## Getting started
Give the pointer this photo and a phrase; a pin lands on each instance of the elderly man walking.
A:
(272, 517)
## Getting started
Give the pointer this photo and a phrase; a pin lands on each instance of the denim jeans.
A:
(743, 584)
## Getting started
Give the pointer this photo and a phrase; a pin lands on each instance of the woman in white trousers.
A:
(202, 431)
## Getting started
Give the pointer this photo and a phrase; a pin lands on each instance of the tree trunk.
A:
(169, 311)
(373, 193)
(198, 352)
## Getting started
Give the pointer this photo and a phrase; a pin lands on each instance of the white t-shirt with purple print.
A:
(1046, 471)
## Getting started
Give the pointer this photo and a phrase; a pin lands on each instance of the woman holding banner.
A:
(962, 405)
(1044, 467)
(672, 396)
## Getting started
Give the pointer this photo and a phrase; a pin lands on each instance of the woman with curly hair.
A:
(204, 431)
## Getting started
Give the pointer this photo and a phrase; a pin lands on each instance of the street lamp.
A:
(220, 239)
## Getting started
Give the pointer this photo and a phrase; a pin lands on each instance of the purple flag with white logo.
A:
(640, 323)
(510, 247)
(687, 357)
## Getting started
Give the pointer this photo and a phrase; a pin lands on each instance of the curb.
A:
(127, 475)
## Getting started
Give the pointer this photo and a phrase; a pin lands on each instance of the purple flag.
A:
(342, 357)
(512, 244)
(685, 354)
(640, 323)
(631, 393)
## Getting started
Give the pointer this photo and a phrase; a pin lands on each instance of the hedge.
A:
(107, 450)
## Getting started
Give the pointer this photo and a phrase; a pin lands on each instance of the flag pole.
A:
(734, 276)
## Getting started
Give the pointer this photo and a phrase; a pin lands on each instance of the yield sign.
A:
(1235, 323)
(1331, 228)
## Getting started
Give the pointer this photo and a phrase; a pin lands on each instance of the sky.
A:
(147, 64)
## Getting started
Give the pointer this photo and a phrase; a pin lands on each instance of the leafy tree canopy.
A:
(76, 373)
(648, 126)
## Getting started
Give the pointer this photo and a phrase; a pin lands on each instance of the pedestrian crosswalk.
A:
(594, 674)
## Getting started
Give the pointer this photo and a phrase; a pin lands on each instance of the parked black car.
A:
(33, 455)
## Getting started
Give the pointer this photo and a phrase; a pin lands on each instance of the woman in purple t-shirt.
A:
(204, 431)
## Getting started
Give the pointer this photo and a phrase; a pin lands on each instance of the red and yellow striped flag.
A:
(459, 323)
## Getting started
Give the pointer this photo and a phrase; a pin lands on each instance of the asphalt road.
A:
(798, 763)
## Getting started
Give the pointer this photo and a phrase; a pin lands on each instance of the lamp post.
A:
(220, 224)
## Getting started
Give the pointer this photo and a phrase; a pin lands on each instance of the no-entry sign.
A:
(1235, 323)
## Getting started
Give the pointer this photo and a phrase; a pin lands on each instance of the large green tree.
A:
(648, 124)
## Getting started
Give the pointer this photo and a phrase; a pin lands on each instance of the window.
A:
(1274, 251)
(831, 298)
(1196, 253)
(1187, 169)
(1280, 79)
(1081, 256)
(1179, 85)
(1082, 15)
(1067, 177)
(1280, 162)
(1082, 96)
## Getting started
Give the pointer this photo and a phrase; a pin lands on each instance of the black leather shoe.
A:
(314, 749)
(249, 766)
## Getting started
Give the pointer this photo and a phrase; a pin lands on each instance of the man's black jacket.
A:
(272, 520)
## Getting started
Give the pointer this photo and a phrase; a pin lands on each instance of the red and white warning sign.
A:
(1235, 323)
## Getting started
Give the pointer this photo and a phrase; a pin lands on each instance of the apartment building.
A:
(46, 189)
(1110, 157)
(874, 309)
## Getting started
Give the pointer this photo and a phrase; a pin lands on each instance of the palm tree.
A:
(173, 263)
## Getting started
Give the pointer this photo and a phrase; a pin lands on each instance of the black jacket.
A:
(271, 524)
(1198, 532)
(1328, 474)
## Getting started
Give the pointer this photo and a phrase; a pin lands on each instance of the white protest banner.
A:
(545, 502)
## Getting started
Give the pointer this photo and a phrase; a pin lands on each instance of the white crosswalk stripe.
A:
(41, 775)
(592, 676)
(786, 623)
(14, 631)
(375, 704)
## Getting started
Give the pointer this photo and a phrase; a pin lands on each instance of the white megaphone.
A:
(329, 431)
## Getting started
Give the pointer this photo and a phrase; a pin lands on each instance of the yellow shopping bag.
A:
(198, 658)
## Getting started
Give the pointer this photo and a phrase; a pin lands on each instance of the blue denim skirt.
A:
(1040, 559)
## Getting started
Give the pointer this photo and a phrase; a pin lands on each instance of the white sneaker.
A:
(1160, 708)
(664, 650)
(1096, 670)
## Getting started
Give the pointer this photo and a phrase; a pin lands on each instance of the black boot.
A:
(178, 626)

========

▶ [WHAT YOU ARE ASKED TO DO] Whatever appears in the material must be set down again, word for word.

▶ [THE COMPLETED TASK]
## Getting started
Give the pointer this photo and a phrase; a pin lands on each instance of the elderly man walking.
A:
(272, 517)
## Getting started
Give the pointer this photo and a phrase; a pin lands on each instance of the denim jeans.
A:
(743, 584)
## Getting started
Give the pointer this photo and a phrase; a pin lands on each instance of the woman in white trousers.
A:
(202, 431)
## Getting started
Give the pointer this photo and a phrase; a pin lands on each instance of the tree trunk.
A:
(169, 311)
(373, 193)
(198, 352)
## Getting started
Give the pointer this photo and a phrase; a pin lands on each instance of the white t-shirt with purple print.
A:
(1046, 471)
## Getting started
Give the pointer this photo and a phrase; a pin lands on each instance of the woman holding banner.
A:
(962, 405)
(1044, 467)
(672, 396)
## Getting started
Give the pointer this photo and a phrase; a pin lands on each instance of the woman with curly hair.
A:
(204, 431)
## Getting started
Give the pointer this photo and a phrase; a pin lands on each instance of the street lamp.
A:
(220, 239)
## Getting started
Give the pointer this photo and a phrase; a pin lands on each instance of the purple flag with white logo.
A:
(640, 323)
(510, 247)
(687, 357)
## Getting started
Give the pointer this photo and a phrase; a pin lands on each instance of the curb.
A:
(127, 475)
## Getting started
Give the pointer this photo and a phrase; a pin lands on each instance of the purple flag.
A:
(342, 357)
(512, 244)
(685, 354)
(640, 323)
(631, 393)
## Getting started
Give the pointer this photo and a phrase; a pin lands on each instance of the hedge.
A:
(107, 450)
## Getting started
Give the pointer this photo and a phrase; a pin lands on each instance of the flag pole.
A:
(734, 276)
## Getting started
Give the pointer this photo and a phrase; a pin lands on each instance of the yield sign.
A:
(1235, 323)
(1331, 228)
## Getting started
Give the pointer this photo and a phrase; a pin lands on each instance of the sky.
A:
(147, 64)
## Getting started
Give the pointer this photo and a phrase; a pin lands on each instance of the leafy tree canopy.
A:
(76, 373)
(648, 126)
## Getting started
Give the pointer this photo and a phrase; a pin lands on each instance of the pedestrian crosswalk.
A:
(594, 674)
## Getting started
Give the pointer this photo and a phrase; a pin lands on each instance of the parked black car.
A:
(33, 455)
## Getting started
Give the pointer this photo and a phrase; a pin lands on each instance of the woman in purple t-shirt.
A:
(204, 431)
## Getting started
Give the pointer this photo and a phrase; a pin lands on each instance of the red and yellow striped flag.
A:
(459, 323)
## Getting started
Give the pointer this photo and a phrase; a pin lands on each instance of the asphalt road.
A:
(798, 763)
## Getting started
Give the pointer this photo and a phrase; a pin lands on each instance of the lamp post.
A:
(220, 224)
## Getting started
Give the pointer this photo and a phrase; a pin lands on each instance of the no-entry sign.
A:
(1235, 323)
## Getting started
Give the pointer this photo and a phrase; a pin lands on each instance of the large green tree.
A:
(648, 124)
## Getting started
Give the pointer this photo and a phrase; a pin lands on each instance of the window.
A:
(1274, 251)
(831, 298)
(1196, 253)
(1187, 169)
(1280, 79)
(1081, 256)
(1179, 85)
(1082, 15)
(1067, 177)
(1280, 162)
(1082, 96)
## Getting started
Give the pointer this photo and a phrase; a pin lands on each instance of the black leather shoe.
A:
(314, 749)
(249, 766)
## Getting started
Give the pointer this photo and a phrase; a pin lands on each instance of the man's black jacket.
A:
(272, 520)
## Getting started
Give the pointer this photo and a phrase; a pin lands on each instance of the red and white warning sign.
A:
(1235, 323)
## Getting started
Give the pointer this photo and a phrase; a pin lands on each instance of the apartment building.
A:
(46, 189)
(1110, 157)
(874, 309)
## Getting started
Give the pointer this photo and a phrase; a pin lands on each instance of the palm tree.
A:
(173, 263)
## Getting started
Give the pointer this photo and a phrase; a pin lands on each instance of the black jacket.
A:
(271, 524)
(1198, 532)
(1328, 474)
## Getting started
Give the pointer this photo and a phrase; a pin lands on each instance of the white protest banner.
A:
(545, 502)
## Getting started
Give the pointer this photo and a phrase; a pin lands on each instance of the white crosswalk stripe.
A:
(41, 775)
(592, 676)
(786, 623)
(14, 631)
(375, 704)
## Getting started
Give the pointer this photo and a phrase; a pin lands on each instance of the white megaphone.
A:
(329, 431)
## Getting started
Give the pointer this photo and a phrase; a pin lands on each instance of the yellow shopping bag.
A:
(198, 658)
## Getting started
Give the pointer this photo and a phrase; a pin lands on each instance of the blue denim skirt.
A:
(1040, 559)
## Getting started
Give the pointer this photo and a phrase; a pin lands on each instance of the white sneaker.
A:
(1160, 708)
(664, 650)
(1096, 670)
## Getting started
Give the pointer this photo and a phrase; a pin lands on each instance of the black boot.
A:
(178, 626)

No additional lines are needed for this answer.